#### Aim of the task:
Rewrite all the items below as a two-column CSV with the header text,points, one row per item. Put each item's wording in "text" and its coordinates in "points", with each field in double quotes and every line break inside a field replaced by a space.

#### Data records:
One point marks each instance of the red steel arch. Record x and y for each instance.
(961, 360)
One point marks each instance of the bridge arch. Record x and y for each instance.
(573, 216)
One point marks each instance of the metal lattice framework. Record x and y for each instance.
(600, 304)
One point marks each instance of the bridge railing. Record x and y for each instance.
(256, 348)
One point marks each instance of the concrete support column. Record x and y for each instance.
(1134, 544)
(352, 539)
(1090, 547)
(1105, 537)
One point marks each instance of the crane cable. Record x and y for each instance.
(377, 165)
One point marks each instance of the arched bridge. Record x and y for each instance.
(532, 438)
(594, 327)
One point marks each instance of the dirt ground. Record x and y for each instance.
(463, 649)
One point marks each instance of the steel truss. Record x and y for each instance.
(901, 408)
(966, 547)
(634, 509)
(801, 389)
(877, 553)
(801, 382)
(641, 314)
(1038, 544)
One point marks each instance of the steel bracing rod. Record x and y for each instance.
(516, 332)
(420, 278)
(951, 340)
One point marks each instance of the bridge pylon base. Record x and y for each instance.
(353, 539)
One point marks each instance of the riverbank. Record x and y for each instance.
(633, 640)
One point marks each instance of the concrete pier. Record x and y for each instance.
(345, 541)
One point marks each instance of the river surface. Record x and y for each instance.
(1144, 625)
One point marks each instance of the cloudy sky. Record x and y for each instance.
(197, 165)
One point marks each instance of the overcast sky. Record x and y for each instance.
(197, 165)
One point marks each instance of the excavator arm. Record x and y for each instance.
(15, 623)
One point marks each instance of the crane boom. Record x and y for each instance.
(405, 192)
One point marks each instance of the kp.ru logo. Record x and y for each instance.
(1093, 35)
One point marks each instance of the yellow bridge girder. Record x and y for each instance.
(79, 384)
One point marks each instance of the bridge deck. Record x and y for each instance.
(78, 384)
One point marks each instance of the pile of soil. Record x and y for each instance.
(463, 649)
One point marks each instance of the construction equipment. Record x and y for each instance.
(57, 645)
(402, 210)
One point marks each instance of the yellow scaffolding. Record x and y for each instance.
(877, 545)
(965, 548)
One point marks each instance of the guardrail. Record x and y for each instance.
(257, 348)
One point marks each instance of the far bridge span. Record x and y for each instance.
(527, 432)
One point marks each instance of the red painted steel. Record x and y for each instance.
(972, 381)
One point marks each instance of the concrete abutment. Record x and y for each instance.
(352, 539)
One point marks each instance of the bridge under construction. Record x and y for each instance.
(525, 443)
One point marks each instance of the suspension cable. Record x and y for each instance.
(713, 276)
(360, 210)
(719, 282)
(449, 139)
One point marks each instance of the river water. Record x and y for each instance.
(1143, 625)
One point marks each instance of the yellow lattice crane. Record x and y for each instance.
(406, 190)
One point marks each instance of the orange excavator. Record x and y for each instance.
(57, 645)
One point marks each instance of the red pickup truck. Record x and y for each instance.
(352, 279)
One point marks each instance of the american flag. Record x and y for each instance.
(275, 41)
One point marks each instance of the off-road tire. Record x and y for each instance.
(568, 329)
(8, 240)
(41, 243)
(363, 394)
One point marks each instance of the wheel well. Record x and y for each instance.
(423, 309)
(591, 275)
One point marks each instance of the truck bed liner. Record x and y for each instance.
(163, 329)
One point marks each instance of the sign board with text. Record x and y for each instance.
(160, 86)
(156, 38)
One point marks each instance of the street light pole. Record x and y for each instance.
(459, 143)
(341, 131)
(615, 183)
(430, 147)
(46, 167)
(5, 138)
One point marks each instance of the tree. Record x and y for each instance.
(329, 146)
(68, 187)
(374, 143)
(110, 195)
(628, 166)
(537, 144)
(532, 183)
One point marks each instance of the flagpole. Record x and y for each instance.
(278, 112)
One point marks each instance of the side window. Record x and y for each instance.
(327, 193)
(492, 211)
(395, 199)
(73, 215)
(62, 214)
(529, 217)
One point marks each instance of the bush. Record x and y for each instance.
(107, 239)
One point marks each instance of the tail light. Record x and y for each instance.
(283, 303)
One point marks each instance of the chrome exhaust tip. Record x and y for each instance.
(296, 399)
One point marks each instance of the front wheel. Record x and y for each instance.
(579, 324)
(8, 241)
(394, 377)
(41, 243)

#### Exercise response:
text,points
"One point marks each instance of the red steel arch. Record x and y for each instance.","(961, 360)"
"One point marks each instance of the bridge arch. Record x and y for each instance.","(573, 216)"
"One point marks each instance of the metal lattice framework. Record x and y for each instance.","(600, 304)"
"One point marks each instance of the bridge railing. Record x and y for each instance.","(256, 348)"
"One point marks each instance of the concrete support column. Record x and y for each instance.","(1134, 544) (352, 539) (1090, 547) (1105, 537)"
"One point marks each instance of the crane cable. Record x and y for each instance.","(377, 165)"
"One point marks each instance of the arched bridge. Record x and y for each instance.","(532, 438) (594, 327)"
"One point marks each instance of the dirt ground. Record x and y for each instance.","(463, 649)"
"One point marks each instance of the steel truss. Record x and y for each instance.","(901, 408) (966, 547) (634, 509) (801, 389) (877, 553) (801, 382) (641, 314) (1038, 544)"
"One point marks each instance of the steel bracing rod. Record x and y for each instance.","(516, 332) (420, 278) (951, 340)"
"One point marks each instance of the bridge pylon base. Record x and y for each instance.","(353, 539)"
"One point marks each instance of the riverbank. Record x and y for each instance.","(633, 640)"
"One point marks each instance of the concrete pier. Record x and y for each instance.","(345, 541)"
"One point marks each instance of the river surface. Record x and y for each instance.","(1144, 625)"
"One point marks each instance of the cloudy sky. Record x and y for each instance.","(197, 165)"
"One point marks each instance of the overcast sky. Record x and y for each instance.","(197, 165)"
"One point marks each instance of the excavator arm. Record x and y for each instance.","(15, 623)"
"One point marks each instance of the crane boom. Record x and y for each instance.","(405, 192)"
"One point marks each instance of the kp.ru logo. Record x and y for each instance.","(1093, 35)"
"One point marks each instance of the yellow bridge girder. Record x and y for each instance.","(79, 384)"
"One point marks each instance of the bridge deck. Record x and y for each instance.","(78, 384)"
"One point marks each instance of the pile of soil. Record x and y for each instance.","(463, 649)"
"One point marks each instance of the construction equipment. Record x and y for each instance.","(57, 645) (402, 210)"
"One point marks each instance of the yellow scaffolding. Record x and y for each instance.","(877, 545) (965, 548)"
"One point marks each instance of the guardrail. Record x and y for each instance.","(257, 348)"
"One point marks each instance of the far bridge span. Record x and y for each instance.","(527, 432)"
"One point marks each instance of the red painted steel. Record x and y for each instance.","(972, 381)"
"One point marks each instance of the concrete abutment. Record x and y for each instance.","(352, 539)"
"One point marks each instance of the bridge under construction. Record x and y for each instance.","(525, 443)"
"One point marks each instance of the suspension cable. Record x and y for each instance.","(713, 276) (360, 210) (719, 282) (449, 139)"
"One point marks each instance of the river water. Record x and y for each instance.","(1143, 625)"
"One point marks each instance of the yellow lattice crane. Record x and y for each instance.","(406, 190)"
"One point marks each instance of the orange excavator. Record x and y for each instance.","(57, 645)"
"One point marks each instance of the red pickup truck. Record x and y for each instance.","(352, 279)"
"One point marks each instance of the american flag. Record x and y for each instance.","(275, 41)"
"One point marks each instance of the off-road tire. Record x and y for each instance.","(568, 329) (8, 240) (41, 243) (363, 394)"
"One point marks each instance of the wheel well. Record x and y for each instance.","(423, 309) (591, 275)"
"One point marks each instance of the truck bed liner. Record x and y for each instance.","(163, 329)"
"One point marks each instance of the sign board with text. Record x and y for each instance.","(160, 86) (156, 38)"
"One point marks each instance of the street light pole. Record x and y for each instance.","(459, 143) (341, 131) (615, 183) (430, 147) (46, 167) (5, 138)"
"One point marks each instance of the tree. Record x and y for each instance.","(329, 146) (68, 187) (374, 143) (110, 195) (628, 166) (537, 144) (532, 183)"
"One point marks each instance of the flagpole. Record x and y for each instance.","(278, 112)"
"One point marks each instance of the side window. Record x and y for each instance.","(327, 193) (492, 211) (395, 199) (73, 215) (62, 214) (529, 217)"
"One point marks each instance of the bush. Record x and y for each instance.","(107, 239)"
"One point marks each instance of the tail light. Record x and y for each instance.","(283, 303)"
"One point marks each instance of the chrome exhaust tip. Record x and y for each instance.","(296, 399)"
"One point marks each instance of the front wheel. Record x and y for each instance.","(579, 324) (8, 241) (394, 377) (41, 243)"